* Exercise details *
Each line from the one holding "Target: blue and white stripe pattern" through the final line of the data below is to be given again exactly, and no other line is to appear.

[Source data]
*** Block opens ***

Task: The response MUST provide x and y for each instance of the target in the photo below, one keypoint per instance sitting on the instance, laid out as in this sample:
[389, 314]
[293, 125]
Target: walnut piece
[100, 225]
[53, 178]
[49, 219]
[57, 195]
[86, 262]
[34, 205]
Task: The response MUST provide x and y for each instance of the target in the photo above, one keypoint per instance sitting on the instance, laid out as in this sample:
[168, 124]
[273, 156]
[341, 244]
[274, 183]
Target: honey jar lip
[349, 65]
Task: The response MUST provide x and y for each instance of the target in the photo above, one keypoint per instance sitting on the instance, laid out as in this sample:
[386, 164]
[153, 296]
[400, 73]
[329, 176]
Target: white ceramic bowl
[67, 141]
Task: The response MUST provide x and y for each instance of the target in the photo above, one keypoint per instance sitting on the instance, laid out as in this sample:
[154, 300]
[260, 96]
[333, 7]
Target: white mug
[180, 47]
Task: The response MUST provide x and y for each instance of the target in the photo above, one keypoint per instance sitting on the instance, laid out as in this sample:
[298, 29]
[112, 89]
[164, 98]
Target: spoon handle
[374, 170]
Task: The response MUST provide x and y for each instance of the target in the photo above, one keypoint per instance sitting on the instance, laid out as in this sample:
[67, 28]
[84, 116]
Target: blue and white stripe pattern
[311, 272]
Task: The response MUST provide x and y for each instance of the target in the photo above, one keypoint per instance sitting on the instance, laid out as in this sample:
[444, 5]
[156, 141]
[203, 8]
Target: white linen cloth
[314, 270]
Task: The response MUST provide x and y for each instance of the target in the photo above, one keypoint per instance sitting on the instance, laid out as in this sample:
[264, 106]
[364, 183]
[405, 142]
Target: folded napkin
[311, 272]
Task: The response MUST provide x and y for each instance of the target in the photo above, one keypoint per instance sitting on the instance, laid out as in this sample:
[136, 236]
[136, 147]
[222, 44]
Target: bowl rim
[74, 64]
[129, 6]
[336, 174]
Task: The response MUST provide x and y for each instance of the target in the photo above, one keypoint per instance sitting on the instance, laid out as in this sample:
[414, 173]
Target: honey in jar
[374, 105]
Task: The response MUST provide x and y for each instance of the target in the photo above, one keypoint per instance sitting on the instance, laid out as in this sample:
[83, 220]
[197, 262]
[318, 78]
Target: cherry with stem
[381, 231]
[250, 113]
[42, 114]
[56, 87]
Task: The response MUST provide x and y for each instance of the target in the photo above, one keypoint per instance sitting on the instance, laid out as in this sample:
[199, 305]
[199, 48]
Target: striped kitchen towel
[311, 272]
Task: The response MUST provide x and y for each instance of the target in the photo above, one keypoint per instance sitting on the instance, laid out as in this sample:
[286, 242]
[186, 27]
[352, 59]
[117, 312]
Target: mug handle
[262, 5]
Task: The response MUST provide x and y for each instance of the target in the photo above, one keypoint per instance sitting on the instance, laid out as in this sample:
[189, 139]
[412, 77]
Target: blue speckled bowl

*** Block closes ***

* Answer section *
Target: blue and white stripe pattern
[311, 272]
Task: The response MUST provide x and y for each instance of the target in the photo above, one keypoint per instance sitting on the instance, laid out as in this sample:
[444, 5]
[156, 141]
[203, 8]
Target: white linen cloth
[314, 270]
Task: The response MUST provide x and y for each instance of the target in the photo above, one keypoint per instance sitting on the instance, laid out as in this sample:
[264, 106]
[364, 183]
[405, 142]
Target: folded napkin
[311, 272]
Task: The response MUST provide x and y for each instance of the target in the photo above, one keypoint per instance sitting on the instance, laid out as in this sample:
[136, 236]
[136, 147]
[222, 44]
Target: bowl rim
[74, 64]
[129, 6]
[336, 174]
Task: The response MUST provide x and y for each instance of the target in the photo above, one keypoint per instance sitting on the instance, laid out as in this sample:
[414, 173]
Target: honey in jar
[374, 105]
Task: The response MUST provide x and y for each instance of the target in the photo above, one keypoint per instance sitting on the instance, laid out as in this sample:
[83, 220]
[197, 262]
[318, 78]
Target: cherry with stem
[381, 231]
[250, 113]
[42, 114]
[56, 87]
Task: The response MUST provide x and y for each instance of the target in the photo above, one keypoint per instance sitting on the instance, laid out as in this sample:
[199, 305]
[199, 48]
Target: striped kitchen towel
[311, 272]
Task: The response MUST provide x and y for each instance of the target in the photo above, one keypoint per instance sitting on the instance, laid out as in this sample:
[286, 242]
[186, 27]
[352, 59]
[117, 312]
Target: mug handle
[262, 5]
Task: The response MUST provide x and y for each instance of the target in the photo above, one keypoint per instance sitting on the instance, laid out as in this sample:
[189, 139]
[412, 77]
Target: blue speckled bowl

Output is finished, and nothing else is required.